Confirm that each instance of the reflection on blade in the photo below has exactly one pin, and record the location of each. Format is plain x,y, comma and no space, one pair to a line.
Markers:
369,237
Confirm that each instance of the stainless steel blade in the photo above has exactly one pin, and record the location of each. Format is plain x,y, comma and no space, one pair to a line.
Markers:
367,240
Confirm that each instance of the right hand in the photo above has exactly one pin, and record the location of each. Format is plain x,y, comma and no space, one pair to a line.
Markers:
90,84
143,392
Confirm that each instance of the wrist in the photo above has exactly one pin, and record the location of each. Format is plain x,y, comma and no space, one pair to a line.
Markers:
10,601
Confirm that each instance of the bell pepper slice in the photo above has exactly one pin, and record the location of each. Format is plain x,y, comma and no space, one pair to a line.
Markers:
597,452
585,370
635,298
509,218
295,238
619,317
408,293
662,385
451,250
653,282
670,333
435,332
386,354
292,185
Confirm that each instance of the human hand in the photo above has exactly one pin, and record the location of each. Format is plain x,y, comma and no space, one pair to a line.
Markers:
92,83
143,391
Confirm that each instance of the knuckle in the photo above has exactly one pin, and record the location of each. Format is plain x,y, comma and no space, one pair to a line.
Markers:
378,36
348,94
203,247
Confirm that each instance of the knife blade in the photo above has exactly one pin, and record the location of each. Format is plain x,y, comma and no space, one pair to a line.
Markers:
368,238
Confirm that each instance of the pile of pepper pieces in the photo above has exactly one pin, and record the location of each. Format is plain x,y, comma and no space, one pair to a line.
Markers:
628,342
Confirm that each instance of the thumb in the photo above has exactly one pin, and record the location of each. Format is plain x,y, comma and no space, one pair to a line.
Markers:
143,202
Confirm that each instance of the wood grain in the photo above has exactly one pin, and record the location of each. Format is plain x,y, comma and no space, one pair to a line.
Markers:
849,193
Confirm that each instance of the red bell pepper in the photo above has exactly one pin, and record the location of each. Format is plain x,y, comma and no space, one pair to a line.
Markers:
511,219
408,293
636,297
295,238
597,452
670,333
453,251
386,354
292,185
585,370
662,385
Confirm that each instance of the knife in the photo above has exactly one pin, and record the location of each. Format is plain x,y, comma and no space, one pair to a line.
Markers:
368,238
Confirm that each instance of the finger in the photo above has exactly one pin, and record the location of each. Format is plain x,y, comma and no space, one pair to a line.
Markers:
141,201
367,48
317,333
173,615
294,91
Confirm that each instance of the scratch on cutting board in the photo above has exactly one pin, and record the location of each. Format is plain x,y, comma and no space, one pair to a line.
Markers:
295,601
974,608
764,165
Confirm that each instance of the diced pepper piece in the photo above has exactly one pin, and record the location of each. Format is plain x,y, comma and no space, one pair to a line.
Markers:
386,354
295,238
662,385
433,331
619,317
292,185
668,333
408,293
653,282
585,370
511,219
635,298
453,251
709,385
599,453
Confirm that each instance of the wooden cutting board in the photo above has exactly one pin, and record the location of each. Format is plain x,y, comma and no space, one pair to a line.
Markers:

# TO DO
Quote the lines of the listing above that run from the line with "Confirm that each instance of the scratch" through its last line, both included, and nothing else.

# PROBLEM SOLUTION
Confirm that each instance of the scratch on cutting board in the photo above has exactly one pin, and record the location of each. Format is plain x,y, comma and no space, one pair to a line.
Markers:
295,601
974,608
764,165
Confirm that each instance of the diced pepper piece in the photo above has exactly one pin, and record the location of each. Format is plain x,y, comma and no space, one pair to a line.
Markers:
386,354
295,238
662,385
433,331
619,317
292,185
668,333
408,293
653,282
585,370
511,219
635,298
453,251
709,385
599,453
Confirm that each instance of the wooden cutting board in the photo above has exactly one pin, and record the location of each. Format is plain x,y, comma and no space, one pair to a line.
Markers:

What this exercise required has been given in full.